[start of MATERIALS PROVIDED]
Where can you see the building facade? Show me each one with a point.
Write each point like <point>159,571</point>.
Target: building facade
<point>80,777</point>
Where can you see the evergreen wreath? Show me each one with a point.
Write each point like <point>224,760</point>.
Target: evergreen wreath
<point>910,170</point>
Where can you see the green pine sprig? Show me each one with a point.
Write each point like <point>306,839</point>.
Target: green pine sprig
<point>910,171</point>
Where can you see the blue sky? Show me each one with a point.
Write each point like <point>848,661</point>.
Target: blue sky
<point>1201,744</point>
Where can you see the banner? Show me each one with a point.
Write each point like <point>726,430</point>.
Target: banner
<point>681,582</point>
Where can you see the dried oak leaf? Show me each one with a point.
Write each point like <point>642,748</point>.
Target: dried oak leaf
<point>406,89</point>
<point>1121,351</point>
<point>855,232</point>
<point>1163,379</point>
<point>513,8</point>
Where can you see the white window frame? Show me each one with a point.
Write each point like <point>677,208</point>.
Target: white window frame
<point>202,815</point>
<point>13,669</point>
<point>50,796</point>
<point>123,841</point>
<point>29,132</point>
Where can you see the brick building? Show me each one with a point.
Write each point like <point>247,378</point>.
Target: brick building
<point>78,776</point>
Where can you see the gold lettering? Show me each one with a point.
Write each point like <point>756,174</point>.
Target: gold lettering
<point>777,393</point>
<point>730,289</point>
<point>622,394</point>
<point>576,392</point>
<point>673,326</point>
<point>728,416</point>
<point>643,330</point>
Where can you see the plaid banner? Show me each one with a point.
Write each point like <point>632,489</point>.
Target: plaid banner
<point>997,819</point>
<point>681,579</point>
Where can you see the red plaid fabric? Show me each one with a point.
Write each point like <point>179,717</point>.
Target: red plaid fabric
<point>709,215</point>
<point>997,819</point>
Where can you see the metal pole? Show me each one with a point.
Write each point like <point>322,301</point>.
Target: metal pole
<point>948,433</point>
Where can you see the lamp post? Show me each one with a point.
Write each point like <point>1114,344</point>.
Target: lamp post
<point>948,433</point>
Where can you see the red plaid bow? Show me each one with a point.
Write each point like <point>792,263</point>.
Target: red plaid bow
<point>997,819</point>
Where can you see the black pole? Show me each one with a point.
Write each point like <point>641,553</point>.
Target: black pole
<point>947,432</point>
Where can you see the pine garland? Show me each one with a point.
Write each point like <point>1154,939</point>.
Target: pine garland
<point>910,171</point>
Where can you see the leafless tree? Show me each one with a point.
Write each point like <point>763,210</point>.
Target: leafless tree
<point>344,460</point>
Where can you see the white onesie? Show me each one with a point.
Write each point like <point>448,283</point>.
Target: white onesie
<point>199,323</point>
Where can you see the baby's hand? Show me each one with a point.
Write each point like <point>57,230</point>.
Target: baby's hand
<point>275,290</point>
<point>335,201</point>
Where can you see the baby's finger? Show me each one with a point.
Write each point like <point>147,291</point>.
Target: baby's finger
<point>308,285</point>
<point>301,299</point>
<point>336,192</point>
[end of MATERIALS PROVIDED]
EXERCISE DESCRIPTION:
Rewrite the stretch from the line containing "Where can you see the black" through the end of the items, changing every "pine garland" to "evergreen garland" and leaving everything else as is. Output only that stretch.

IN RESPONSE:
Where can you see the black pole? Show me each one with a point.
Write each point like <point>641,553</point>.
Target: black pole
<point>947,432</point>
Where can you see the evergreen garland? Show me each one with a point.
Write each point like <point>1154,939</point>.
Target: evergreen garland
<point>910,171</point>
Where can you see the leafless tree? Show me each one with a point.
Write each point like <point>763,210</point>.
Target: leafless tree
<point>344,460</point>
Where can you see the white onesie? Show me each one with a point.
Write each point like <point>448,283</point>.
Target: white onesie
<point>199,323</point>
Where can you see the baby's hand? Show me each one with a point.
Write each point like <point>57,230</point>.
Target: baby's hand
<point>275,290</point>
<point>335,201</point>
Where can you see the baby's finger? Show me each one with a point.
Write each point like <point>147,291</point>.
Target: baby's finger
<point>308,285</point>
<point>301,299</point>
<point>336,192</point>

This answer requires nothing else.